→ Halaman
━━━━━━━━━━━━━━━━━━━━━━━━━━━━━━

Senin 31 Dec 2018 18:30 WIB

Sheikh Hasina, Pemimpin Otoriter yang Banyak Dipuji

Sejak Hasina berkuasa pada 2008, pendapatan per kapita Bangladesh naik 3 kali lipat

Rep: Fira Nursyabani/ Red: Nidia Zuraya
Shiekh Hasina Wajid
Shiekh Hasina Wajid

REPUBLIKA.CO.ID, DHAKA - Perdana Menteri Bangladesh Sheikh Hasina akan menjalani masa jabatan ketiganya berturut-turut setelah memenangkan pemilihan umum pada Ahad (30/12). Partai Awami League (AL) yang mengusung Hasina berhasil meraih suara mayoritas absolut di parlemen, yang disebut Jatiya Sangsad. Lima puluh kursi disediakan untuk perempuan.

Partai tersebut telah berkuasa sejak 2008. AL mendorong narasi pembangunan di belakang pertumbuhan ekonomi yang cepat dalam 10 tahun terakhir.

Negara berpenduduk 160 juta jiwa ini telah mencapai swasembada dalam produksi pangan dan meningkatkan harapan hidup rata-rata ke tingkat yang lebih tinggi dari negara tetangganya, India.

Sejak Hasina (71 tahun) mengambil alih kekuasaan pada 2008, pendapatan per kapita Bangladesh telah meningkat tiga kali lipat. Produk domestik bruto (PDB) negara itu mencapai 250 miliar dolar AS pada 2017, menurut IMF, dan mencatat tingkat pertumbuhan sebesar 7,28 persen tahun lalu.

Manifesto AL telah berjanji untuk menjadikan Bangladesh, salah satu negara dengan populasi paling padat di dunia, sebagai negara berpenghasilan menengah pada 2021. AL ingin Bangladesh menaikkan tiga kali lipat pendapatan per kapitanya saat ini sebesar 1.750 dolar AS pada dekade berikutnya.

Industri garmen telah menjadi salah satu pilar utama perekonomian Bangladesh, yang menyediakan lapangan kerja bagi 4,5 juta orang. Industri itu berkontribusi pada 14 persen dari PDB dan hampir 80 persen dari ekspor negara itu, yang bernilai 35 miliar dolar AS.

Aljazirah melaporkan, Awami League adalah partai tertua di Bangladesh dan dibentuk pada 1948 setelah berdirinya Pakistan Timur, sebutan bagi Bangladesh sebelum mendapatkan kemerdekaan dari Pakistan. Partai ini secara luas dianggap sebagai pro-India.

━━━━━━━━━━━━━━━━━━━━━━━━━━━━━━

→ Data yang Disediakan
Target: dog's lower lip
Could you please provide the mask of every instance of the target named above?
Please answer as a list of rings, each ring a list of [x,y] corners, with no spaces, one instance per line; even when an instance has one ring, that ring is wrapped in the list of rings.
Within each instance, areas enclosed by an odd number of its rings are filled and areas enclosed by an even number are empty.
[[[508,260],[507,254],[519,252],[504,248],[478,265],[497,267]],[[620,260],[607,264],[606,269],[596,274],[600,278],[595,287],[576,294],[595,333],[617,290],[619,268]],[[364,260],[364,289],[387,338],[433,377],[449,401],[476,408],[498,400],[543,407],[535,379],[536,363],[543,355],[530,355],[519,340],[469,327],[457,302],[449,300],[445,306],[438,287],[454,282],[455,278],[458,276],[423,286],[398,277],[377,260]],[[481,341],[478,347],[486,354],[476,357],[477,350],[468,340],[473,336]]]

━━━━━━━━━━━━━━━━━━━━━━━━━━━━━━

→ Uraian Tugas
Tuliskan lanjutan artikel tentang Sheikh Hasina di atas, mulai dari sesudah kalimat terakhirnya.

→ Jawaban Tugas
Hasina menjabat sebagai perdana menteri pada 1996 hingga 2001, setelah mengalahkan saingannya, Khaleda Zia, yang akhirnya mendapatkan kembali kekuasaannya pada 2001.

Pada 1990, dua politisi perempuan itu membentuk koalisi untuk menggulingkan diktator militer Hussain Muhammad Irshad. Namun, rasa saling tidak suka dan ketidakpercayaan mereka telah memicu krisis pada Januari 2007 yang mendorong militer untuk turun tangan, sehingga memaksakan militer untuk membentuk pemerintahan sementara.

Kedua perempuan itu ditangkap dan dipenjara oleh pemerintahan sementara Bangladesh yang didukung militer sebagai bagian dari tindakan keras terhadap korupsi. Hasina dan Zia akhirnya dibebaskan untuk ikut serta dalam pemilu.

Pada 1975, sebagian besar anggota keluarga Hasina tewas dalam kudeta, termasuk ibunya, tiga saudara laki-laki, dan ayahnya, presiden saat itu Sheikh Mujibur Rahman. Rahman memimpin negara tersebut dalam perjuangan pembebasannya melawan Pakistan pada 1971.

Hasina dan saudara perempuannya sedang berada di luar negeri pada saat pembunuhan itu.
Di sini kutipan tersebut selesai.